TEXT PROVIDED:

══════

2009/10/14 Timur Tabi said:
I'm having trouble creating a regex pattern that matches a string that
has an optional substring in it.  What I'm looking for is a pattern
that matches both of these strings:

Subject: [PATCH 08/18] This is the patch name
Subject: This is the patch name

What I want is to extract the "This is the patch name".  I tried this:

m = re.search('Subject:\s*(\[[\w\s]*\])*(.*)', x)

Unfortunately, the second group appears to be too greedy, and returns
this:
[PATCH 08/18] Subject line

It's not that the second group is too greedy. The first group isn't
matching what you want it to, because neither \w nor \s match the "/"
inside your brackets. This works for your example input:
import re
pattern = re.compile("Subject:\s*(?:\[[^\]]*\])?\s*(.*)")
for s in (
.... "Subject: [PATCH 08/18] This is the patch name",
.... "Subject: This is the patch name",
.... ):
.... re.search(pattern, s).group(1)

══════

SOURCE DATA:
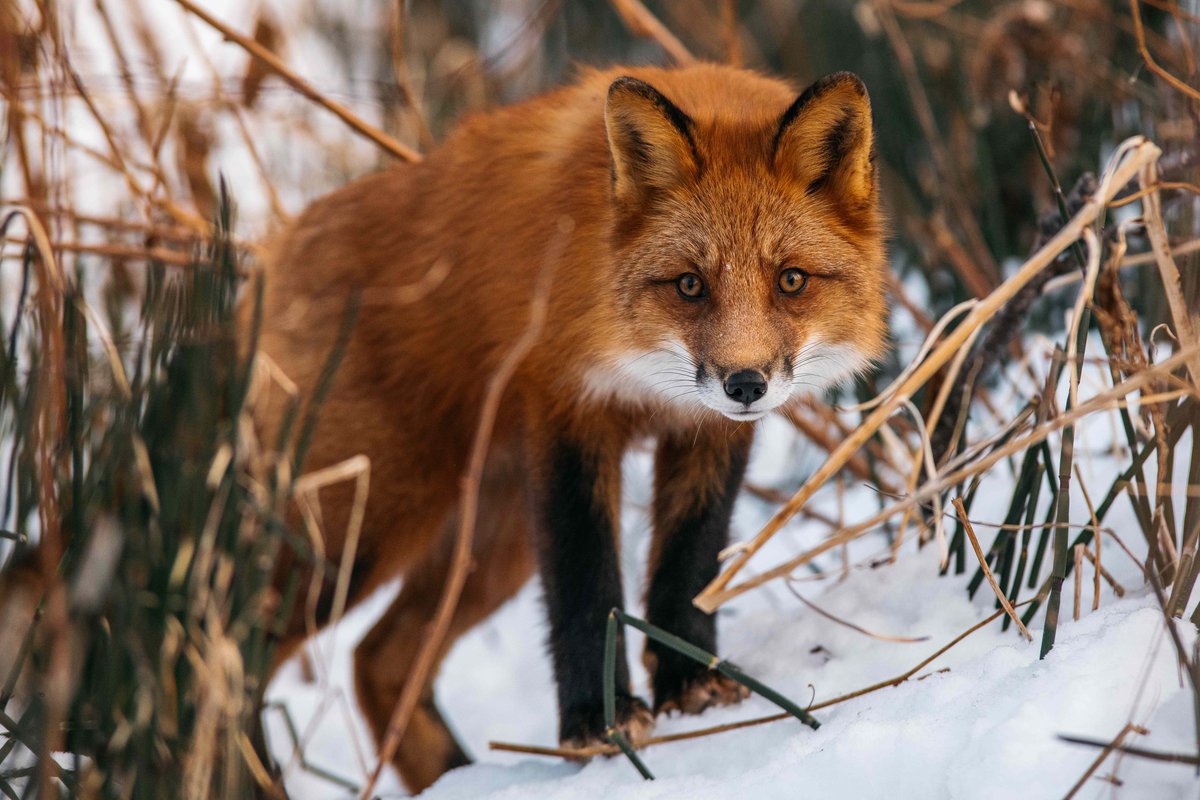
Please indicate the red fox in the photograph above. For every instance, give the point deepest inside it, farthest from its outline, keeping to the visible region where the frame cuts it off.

══════

JOBS:
[A] From the regex thread, return the passage starting at "2009/10/14 Timur Tabi" and ending at "m = re.search('Subject:\s*(\[[\w\s]*\])*(.*)', x)".
[B] List every variable name used in the Python code in the regex thread.

TASK SOLUTIONS:
[A]
2009/10/14 Timur Tabi said:
I'm having trouble creating a regex pattern that matches a string that
has an optional substring in it.  What I'm looking for is a pattern
that matches both of these strings:

Subject: [PATCH 08/18] This is the patch name
Subject: This is the patch name

What I want is to extract the "This is the patch name".  I tried this:

m = re.search('Subject:\s*(\[[\w\s]*\])*(.*)', x)

[B] m, x, pattern, s